YOUR INSTRUCTIONS: Everything from the line that contains "Each instance receives one keypoint. Mark the mossy" through the last line of the listing must be copied exactly, with both of those lines included and no others.
____________________
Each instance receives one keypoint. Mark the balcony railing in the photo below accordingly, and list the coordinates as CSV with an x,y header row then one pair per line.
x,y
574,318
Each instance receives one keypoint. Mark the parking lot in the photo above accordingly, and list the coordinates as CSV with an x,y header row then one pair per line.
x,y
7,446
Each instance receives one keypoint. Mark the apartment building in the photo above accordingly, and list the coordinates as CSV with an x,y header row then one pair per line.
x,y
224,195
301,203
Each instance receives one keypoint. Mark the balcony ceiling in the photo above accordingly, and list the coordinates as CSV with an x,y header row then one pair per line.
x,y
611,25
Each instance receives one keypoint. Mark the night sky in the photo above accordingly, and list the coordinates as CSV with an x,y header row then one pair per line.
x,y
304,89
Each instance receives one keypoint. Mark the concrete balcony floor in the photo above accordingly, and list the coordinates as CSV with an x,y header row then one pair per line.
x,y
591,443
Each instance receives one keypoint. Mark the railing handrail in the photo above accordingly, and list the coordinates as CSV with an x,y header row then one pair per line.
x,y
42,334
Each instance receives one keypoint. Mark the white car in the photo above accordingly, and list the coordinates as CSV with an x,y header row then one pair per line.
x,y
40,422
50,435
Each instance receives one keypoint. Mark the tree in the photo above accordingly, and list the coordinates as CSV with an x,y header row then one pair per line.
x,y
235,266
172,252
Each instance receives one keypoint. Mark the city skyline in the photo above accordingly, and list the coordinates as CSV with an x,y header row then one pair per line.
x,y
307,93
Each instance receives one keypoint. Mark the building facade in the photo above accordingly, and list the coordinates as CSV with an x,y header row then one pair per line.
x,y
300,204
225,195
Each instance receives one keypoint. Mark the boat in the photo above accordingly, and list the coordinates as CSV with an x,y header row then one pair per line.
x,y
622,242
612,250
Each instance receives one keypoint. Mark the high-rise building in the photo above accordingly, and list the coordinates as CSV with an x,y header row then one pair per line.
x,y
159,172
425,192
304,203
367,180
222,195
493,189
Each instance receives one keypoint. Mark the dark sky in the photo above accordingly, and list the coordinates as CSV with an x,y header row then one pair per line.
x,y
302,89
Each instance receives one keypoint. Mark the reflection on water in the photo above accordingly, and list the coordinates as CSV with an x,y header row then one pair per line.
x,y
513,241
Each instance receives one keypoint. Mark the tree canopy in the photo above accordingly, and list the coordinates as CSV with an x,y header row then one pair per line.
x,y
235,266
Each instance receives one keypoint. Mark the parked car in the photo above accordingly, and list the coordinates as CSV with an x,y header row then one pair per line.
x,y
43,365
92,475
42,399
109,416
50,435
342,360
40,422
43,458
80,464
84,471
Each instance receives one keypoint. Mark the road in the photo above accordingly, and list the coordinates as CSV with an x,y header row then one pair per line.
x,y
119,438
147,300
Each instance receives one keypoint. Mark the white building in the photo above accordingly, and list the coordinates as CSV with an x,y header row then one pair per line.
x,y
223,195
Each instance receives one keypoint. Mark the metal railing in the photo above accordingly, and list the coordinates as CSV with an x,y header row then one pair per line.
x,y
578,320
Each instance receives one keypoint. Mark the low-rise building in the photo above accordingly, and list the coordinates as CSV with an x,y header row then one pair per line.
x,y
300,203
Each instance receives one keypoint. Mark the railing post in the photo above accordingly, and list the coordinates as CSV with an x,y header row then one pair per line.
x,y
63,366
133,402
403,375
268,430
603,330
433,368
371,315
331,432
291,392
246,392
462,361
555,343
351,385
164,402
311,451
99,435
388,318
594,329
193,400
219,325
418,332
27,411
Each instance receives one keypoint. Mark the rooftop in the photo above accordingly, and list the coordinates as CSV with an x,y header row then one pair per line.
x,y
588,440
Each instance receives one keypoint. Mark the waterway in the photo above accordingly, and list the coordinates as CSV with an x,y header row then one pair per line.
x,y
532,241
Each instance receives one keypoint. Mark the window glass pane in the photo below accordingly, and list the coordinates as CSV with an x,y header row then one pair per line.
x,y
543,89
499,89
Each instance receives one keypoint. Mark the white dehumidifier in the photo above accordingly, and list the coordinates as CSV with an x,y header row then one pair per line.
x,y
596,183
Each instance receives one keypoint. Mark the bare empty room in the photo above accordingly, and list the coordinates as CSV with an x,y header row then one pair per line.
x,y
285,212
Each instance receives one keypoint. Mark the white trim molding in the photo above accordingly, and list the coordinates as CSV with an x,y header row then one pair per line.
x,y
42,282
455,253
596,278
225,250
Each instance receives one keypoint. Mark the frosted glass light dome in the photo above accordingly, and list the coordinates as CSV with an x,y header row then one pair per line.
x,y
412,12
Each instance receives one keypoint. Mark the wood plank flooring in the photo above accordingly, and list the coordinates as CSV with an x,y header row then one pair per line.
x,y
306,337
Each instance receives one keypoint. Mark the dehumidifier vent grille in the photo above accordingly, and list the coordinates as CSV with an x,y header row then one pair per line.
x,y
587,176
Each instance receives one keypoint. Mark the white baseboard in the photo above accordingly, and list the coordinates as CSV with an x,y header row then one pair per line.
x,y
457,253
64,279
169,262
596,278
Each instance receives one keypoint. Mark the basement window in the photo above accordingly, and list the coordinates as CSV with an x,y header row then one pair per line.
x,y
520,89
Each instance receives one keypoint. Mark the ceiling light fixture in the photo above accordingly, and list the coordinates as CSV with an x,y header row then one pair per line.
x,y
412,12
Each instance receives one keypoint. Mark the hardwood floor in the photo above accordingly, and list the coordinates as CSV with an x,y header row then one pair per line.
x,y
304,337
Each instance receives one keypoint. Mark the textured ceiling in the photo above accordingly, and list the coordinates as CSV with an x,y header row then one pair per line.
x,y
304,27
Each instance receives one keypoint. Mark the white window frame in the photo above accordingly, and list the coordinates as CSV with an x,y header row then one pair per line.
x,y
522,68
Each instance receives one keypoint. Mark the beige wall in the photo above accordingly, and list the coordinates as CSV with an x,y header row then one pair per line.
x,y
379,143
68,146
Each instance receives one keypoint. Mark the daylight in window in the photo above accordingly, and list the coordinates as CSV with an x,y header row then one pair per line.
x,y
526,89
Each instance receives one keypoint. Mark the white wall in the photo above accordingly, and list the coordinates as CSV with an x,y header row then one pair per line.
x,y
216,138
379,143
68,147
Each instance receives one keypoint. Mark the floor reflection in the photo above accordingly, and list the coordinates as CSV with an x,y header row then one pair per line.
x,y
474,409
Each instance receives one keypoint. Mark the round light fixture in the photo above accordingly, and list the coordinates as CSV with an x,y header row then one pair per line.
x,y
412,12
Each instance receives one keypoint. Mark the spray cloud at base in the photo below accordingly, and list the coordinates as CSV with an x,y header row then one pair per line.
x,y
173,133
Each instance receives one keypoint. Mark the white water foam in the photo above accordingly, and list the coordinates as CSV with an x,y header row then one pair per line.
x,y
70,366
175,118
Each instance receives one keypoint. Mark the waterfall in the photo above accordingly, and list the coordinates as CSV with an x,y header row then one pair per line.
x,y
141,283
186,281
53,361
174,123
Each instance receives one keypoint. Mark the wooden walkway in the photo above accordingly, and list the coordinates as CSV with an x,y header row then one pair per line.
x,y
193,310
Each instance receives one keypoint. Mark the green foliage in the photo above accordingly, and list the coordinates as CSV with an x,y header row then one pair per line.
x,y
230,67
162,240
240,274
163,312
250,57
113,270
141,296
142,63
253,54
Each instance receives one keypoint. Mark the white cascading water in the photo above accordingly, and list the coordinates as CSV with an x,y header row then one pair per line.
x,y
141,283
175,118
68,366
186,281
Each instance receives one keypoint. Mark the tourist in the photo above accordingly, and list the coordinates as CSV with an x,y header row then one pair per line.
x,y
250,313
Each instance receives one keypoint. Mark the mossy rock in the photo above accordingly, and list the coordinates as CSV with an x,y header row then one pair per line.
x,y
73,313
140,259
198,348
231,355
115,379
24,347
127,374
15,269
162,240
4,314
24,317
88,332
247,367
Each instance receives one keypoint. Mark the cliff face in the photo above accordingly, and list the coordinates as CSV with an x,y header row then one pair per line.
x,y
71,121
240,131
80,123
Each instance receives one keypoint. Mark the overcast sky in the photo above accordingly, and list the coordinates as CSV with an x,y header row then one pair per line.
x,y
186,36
____________________
SOLUTION TO THIS EXERCISE:
Each instance receives one keypoint. Mark the mossy rock in the photo above accordingly, and list the coordinates as CSV with an x,y header row then one pair per line.
x,y
73,313
140,259
198,348
231,355
115,379
24,347
127,374
15,269
162,240
4,314
24,317
88,332
247,367
Each instance receives one keypoint. Mark the cliff face in the photo above accordingly, and list the coordinates as CSV with an x,y header row then one pair per line.
x,y
71,121
240,131
80,123
Each instance receives one keypoint. Mark the overcast sky in the photo above accordingly, and list the coordinates as CSV with an x,y header row then one pair per line.
x,y
186,36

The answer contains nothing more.